Task requirements
From the line with "Target: leggings waistband" through the final line of the entries below, write out each line exactly and nothing else.

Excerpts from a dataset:
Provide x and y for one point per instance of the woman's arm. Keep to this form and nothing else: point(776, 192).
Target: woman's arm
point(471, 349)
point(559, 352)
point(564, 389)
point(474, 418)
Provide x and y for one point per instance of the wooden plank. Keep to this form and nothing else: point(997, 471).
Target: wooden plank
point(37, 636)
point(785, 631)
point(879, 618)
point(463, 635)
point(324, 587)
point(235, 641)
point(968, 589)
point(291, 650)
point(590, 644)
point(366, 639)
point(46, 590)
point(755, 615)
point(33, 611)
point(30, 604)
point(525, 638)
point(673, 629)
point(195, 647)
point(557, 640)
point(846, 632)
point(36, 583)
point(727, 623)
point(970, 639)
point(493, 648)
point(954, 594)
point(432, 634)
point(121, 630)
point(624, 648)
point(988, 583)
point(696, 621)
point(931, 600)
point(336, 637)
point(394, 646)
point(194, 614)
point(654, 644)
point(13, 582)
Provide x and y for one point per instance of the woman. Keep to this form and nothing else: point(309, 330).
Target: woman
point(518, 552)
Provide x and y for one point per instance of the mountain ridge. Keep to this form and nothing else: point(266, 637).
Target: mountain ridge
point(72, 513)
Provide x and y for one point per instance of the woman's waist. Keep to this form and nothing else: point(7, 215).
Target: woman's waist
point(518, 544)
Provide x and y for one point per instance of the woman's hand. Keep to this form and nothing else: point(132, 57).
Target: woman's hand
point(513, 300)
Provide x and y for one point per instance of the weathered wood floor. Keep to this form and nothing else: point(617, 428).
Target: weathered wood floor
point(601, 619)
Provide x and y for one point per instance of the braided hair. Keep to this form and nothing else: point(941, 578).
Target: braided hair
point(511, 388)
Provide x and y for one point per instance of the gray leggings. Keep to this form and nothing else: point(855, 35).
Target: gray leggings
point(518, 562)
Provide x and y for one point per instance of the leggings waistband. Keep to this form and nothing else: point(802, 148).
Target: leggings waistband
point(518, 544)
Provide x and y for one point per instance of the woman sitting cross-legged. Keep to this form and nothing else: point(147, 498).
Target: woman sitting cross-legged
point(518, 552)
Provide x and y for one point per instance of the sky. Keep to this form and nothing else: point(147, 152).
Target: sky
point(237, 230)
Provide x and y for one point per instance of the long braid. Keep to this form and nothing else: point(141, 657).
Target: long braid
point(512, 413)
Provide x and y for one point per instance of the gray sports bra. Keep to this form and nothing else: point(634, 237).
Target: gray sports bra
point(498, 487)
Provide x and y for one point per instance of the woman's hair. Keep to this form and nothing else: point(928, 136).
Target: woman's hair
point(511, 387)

Answer section
Target: leggings waistband
point(518, 544)
Provide x and y for one point per instance of the woman sitting cross-legged. Keep to this form and nothing else: point(147, 498).
Target: woman sitting cross-legged
point(518, 552)
Provide x and y for one point per instance of the sky. Keep to this form and nothing else: point(147, 152).
Target: sky
point(237, 230)
Provide x and y for one point per instance of the long braid. Keep to this form and nothing else: point(141, 657).
Target: long braid
point(512, 413)
Provide x and y for one point per instance of the gray sports bra. Keep to this form and nothing else: point(634, 237).
Target: gray sports bra
point(498, 487)
Provide x and y for one point per instance of the woman's hair. Keep to this form and nothing else: point(928, 136).
Target: woman's hair
point(511, 387)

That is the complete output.